> _GOAL_
Shift the marker coordinates in the records by adding 74 to every number in them. Repeat only the lines from the one containing "Record the location of each instance of the crowd" through the end of the records, both ends included, and keep each request line unchanged.
______________________________
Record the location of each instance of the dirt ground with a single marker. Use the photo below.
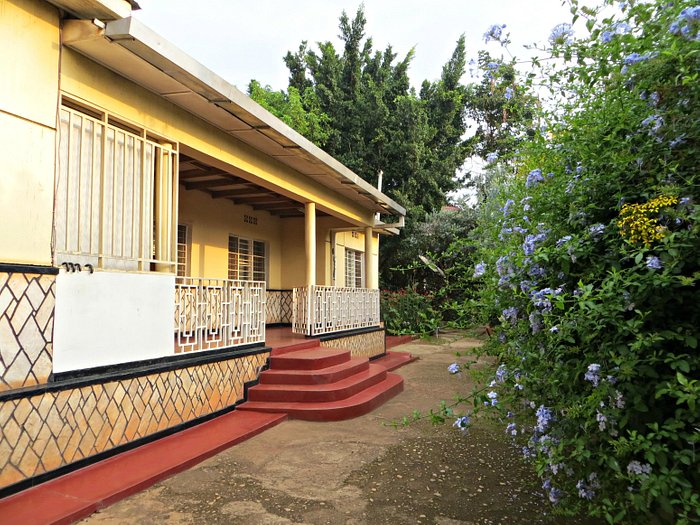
(359, 471)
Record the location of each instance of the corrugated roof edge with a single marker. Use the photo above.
(222, 91)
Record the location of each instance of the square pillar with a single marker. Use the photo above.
(310, 242)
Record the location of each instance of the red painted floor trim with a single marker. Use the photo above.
(80, 493)
(393, 360)
(396, 340)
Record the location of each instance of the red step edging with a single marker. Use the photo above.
(66, 499)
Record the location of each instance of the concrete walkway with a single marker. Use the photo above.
(357, 471)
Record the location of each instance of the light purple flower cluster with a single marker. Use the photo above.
(561, 242)
(602, 419)
(462, 424)
(544, 418)
(635, 468)
(511, 314)
(501, 373)
(493, 396)
(654, 263)
(596, 230)
(494, 32)
(531, 240)
(541, 298)
(561, 34)
(553, 493)
(506, 207)
(593, 374)
(534, 177)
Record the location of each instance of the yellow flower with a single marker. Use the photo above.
(639, 223)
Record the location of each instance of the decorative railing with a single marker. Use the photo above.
(218, 313)
(321, 310)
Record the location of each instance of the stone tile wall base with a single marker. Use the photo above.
(27, 303)
(369, 344)
(43, 432)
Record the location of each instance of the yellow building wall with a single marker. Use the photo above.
(211, 221)
(346, 240)
(86, 80)
(29, 39)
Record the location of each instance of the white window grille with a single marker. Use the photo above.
(354, 269)
(183, 250)
(247, 259)
(116, 196)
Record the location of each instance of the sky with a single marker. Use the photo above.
(247, 40)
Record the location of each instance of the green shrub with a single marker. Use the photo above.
(592, 260)
(409, 312)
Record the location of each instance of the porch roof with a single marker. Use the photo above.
(134, 51)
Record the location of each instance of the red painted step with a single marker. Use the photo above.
(309, 359)
(337, 390)
(311, 377)
(353, 406)
(71, 497)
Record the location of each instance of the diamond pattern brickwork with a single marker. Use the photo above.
(26, 328)
(278, 306)
(49, 430)
(369, 344)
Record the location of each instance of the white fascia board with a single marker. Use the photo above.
(101, 9)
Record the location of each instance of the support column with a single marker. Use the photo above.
(370, 273)
(310, 242)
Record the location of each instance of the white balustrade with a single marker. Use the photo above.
(218, 313)
(321, 310)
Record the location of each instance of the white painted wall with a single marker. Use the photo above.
(108, 318)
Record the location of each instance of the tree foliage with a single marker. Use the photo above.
(369, 117)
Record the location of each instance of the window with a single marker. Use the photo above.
(116, 195)
(183, 250)
(354, 269)
(247, 259)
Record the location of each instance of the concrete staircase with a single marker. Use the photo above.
(321, 384)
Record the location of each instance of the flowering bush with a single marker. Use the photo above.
(590, 259)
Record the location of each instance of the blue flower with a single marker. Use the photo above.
(493, 396)
(501, 373)
(494, 32)
(544, 418)
(654, 263)
(596, 230)
(602, 419)
(535, 322)
(533, 178)
(593, 374)
(462, 424)
(561, 34)
(506, 207)
(635, 468)
(563, 241)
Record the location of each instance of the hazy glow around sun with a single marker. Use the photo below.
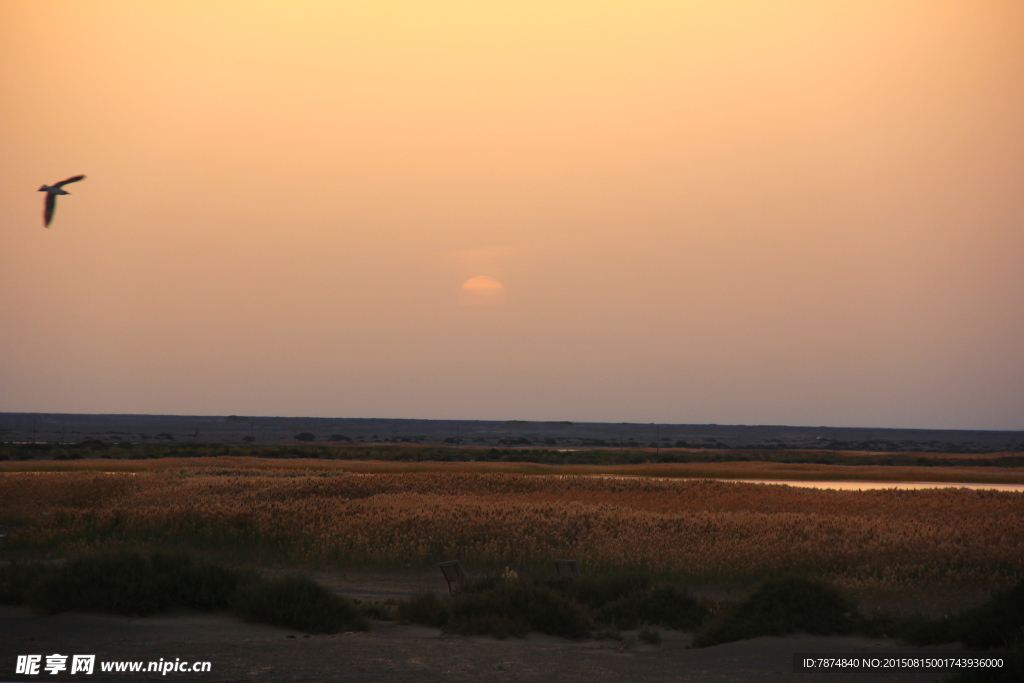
(481, 291)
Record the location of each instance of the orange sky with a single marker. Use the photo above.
(756, 212)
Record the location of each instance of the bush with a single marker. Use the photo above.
(665, 605)
(132, 584)
(297, 603)
(570, 607)
(998, 623)
(648, 635)
(782, 607)
(596, 592)
(514, 607)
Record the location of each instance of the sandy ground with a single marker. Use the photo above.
(392, 651)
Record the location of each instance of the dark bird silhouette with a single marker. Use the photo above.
(51, 197)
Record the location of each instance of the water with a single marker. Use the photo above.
(871, 485)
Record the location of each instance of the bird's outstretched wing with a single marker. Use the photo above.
(74, 178)
(51, 203)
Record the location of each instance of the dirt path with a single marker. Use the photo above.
(391, 651)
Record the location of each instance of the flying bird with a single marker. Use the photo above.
(51, 197)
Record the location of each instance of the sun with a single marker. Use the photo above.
(481, 291)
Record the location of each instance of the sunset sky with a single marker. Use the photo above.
(733, 212)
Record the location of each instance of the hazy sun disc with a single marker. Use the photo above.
(481, 291)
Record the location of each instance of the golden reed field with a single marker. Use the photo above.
(304, 513)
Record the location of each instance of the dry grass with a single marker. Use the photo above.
(694, 529)
(726, 470)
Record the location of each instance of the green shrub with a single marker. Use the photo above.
(595, 592)
(15, 582)
(998, 623)
(665, 605)
(781, 607)
(133, 584)
(423, 608)
(297, 603)
(649, 635)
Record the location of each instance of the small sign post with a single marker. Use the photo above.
(567, 567)
(454, 573)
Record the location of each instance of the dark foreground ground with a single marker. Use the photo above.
(67, 428)
(391, 651)
(394, 651)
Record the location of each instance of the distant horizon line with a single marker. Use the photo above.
(460, 420)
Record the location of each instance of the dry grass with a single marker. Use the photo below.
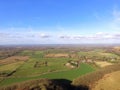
(109, 82)
(102, 63)
(13, 59)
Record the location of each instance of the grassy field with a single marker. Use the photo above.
(68, 74)
(109, 82)
(55, 68)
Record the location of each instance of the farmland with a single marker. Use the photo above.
(31, 63)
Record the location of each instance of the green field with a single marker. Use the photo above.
(34, 68)
(68, 74)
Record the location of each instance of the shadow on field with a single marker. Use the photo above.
(66, 85)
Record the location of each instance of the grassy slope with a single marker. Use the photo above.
(70, 74)
(109, 82)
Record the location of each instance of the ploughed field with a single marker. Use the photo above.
(52, 64)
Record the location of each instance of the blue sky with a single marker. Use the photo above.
(59, 21)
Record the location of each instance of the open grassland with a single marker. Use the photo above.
(68, 74)
(10, 67)
(109, 82)
(13, 59)
(103, 63)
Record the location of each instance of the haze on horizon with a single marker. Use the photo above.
(59, 22)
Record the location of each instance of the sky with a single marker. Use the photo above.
(59, 22)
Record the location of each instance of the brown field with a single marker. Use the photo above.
(13, 59)
(109, 82)
(57, 55)
(102, 63)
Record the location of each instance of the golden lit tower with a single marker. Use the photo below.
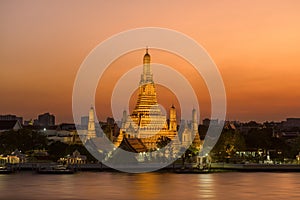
(91, 125)
(172, 123)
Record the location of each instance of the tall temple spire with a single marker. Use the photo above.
(147, 76)
(91, 125)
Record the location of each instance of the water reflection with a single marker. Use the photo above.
(104, 185)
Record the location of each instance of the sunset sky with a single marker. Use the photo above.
(255, 45)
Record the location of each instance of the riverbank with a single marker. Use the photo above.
(176, 168)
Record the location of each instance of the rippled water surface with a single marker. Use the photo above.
(105, 185)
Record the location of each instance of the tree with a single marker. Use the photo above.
(230, 141)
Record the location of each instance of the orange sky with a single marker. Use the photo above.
(255, 45)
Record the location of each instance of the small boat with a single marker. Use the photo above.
(57, 169)
(5, 170)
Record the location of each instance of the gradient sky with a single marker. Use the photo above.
(255, 45)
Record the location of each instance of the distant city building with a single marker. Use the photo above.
(91, 124)
(213, 122)
(11, 117)
(46, 120)
(7, 125)
(291, 123)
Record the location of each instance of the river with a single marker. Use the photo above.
(169, 186)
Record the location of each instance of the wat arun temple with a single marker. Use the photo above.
(147, 126)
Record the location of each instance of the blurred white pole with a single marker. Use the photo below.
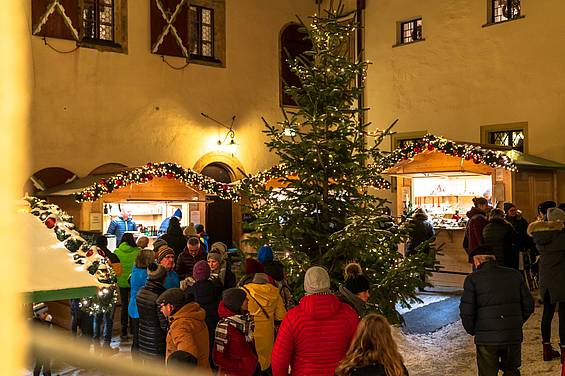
(15, 97)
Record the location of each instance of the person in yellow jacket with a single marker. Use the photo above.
(187, 329)
(267, 307)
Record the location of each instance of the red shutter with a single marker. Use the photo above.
(169, 27)
(55, 18)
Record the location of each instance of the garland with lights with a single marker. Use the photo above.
(151, 170)
(90, 257)
(430, 143)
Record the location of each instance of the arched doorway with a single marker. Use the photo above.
(219, 214)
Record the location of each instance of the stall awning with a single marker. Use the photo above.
(52, 273)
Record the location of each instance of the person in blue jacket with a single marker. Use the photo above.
(118, 226)
(165, 224)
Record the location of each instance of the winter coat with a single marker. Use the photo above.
(239, 357)
(474, 230)
(495, 304)
(118, 227)
(549, 238)
(188, 332)
(423, 230)
(266, 296)
(208, 295)
(314, 336)
(137, 281)
(185, 262)
(152, 325)
(500, 235)
(127, 255)
(376, 369)
(176, 242)
(171, 280)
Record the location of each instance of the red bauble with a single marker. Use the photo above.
(50, 222)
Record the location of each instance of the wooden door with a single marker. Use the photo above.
(532, 187)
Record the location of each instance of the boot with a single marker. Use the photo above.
(549, 353)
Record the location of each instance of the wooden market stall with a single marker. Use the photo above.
(151, 193)
(443, 177)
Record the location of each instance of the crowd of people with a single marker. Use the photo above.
(183, 305)
(496, 301)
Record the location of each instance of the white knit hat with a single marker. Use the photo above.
(316, 281)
______________________________
> _COMPLETE OUTPUT_
Record the location of each instance of the crowd of people with a single marker. Use the photo above.
(257, 379)
(570, 375)
Record the location of each instance of the white knit hat with a single marker. Use the photo above.
(390, 355)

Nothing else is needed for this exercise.